** Opening Available data block **

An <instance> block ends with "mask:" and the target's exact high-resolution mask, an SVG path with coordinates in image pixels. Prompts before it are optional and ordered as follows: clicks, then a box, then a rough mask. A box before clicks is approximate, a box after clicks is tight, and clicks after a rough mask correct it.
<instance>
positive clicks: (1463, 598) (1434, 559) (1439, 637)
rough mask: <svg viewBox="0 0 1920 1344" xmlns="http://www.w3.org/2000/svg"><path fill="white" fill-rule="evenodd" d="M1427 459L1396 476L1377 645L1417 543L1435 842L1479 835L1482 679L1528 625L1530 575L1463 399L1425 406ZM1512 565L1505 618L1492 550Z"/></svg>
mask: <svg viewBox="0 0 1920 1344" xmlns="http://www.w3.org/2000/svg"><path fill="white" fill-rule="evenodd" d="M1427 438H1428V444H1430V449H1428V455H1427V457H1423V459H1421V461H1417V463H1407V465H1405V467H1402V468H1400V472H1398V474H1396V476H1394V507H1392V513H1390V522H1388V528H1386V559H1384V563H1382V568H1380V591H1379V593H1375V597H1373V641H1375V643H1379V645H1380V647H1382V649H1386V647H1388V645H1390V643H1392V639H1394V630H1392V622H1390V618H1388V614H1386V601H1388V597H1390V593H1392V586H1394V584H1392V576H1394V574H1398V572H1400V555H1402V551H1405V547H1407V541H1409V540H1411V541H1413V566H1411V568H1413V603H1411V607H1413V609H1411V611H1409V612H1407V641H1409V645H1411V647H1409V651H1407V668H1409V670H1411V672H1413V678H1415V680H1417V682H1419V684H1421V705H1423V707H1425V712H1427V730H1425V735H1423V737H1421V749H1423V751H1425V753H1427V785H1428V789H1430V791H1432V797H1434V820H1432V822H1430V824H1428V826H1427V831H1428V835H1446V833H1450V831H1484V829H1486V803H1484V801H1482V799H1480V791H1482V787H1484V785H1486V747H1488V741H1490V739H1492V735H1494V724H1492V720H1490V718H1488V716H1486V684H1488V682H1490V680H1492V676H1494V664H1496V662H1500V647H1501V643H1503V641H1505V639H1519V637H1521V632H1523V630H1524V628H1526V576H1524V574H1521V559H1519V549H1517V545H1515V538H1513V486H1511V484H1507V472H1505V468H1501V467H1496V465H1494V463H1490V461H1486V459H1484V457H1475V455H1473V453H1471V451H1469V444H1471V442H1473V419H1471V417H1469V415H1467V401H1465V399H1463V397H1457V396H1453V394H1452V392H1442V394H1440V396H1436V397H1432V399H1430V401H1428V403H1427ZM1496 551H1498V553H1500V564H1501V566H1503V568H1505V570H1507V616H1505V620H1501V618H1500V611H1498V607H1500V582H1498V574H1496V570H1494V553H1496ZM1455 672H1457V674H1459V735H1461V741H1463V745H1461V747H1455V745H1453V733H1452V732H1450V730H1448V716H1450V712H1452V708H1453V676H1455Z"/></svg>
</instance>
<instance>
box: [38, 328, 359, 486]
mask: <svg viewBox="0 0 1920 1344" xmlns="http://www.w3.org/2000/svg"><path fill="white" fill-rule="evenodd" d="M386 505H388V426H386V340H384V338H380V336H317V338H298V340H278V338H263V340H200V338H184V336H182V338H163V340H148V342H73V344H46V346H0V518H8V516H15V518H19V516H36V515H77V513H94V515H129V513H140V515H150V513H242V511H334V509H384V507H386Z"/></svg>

** Closing Available data block **

» **Task objective**:
Copy every line above that holds the word "clicks".

» **Result of the task**:
An <instance> block ends with "mask:" and the target's exact high-resolution mask, an SVG path with coordinates in image pixels. Prompts before it are optional and ordered as follows: clicks, then a box, then a rough mask. A box before clicks is approximate, a box after clicks is tight, and clicks after a rough mask correct it.
positive clicks: (1463, 598) (1434, 559) (1439, 637)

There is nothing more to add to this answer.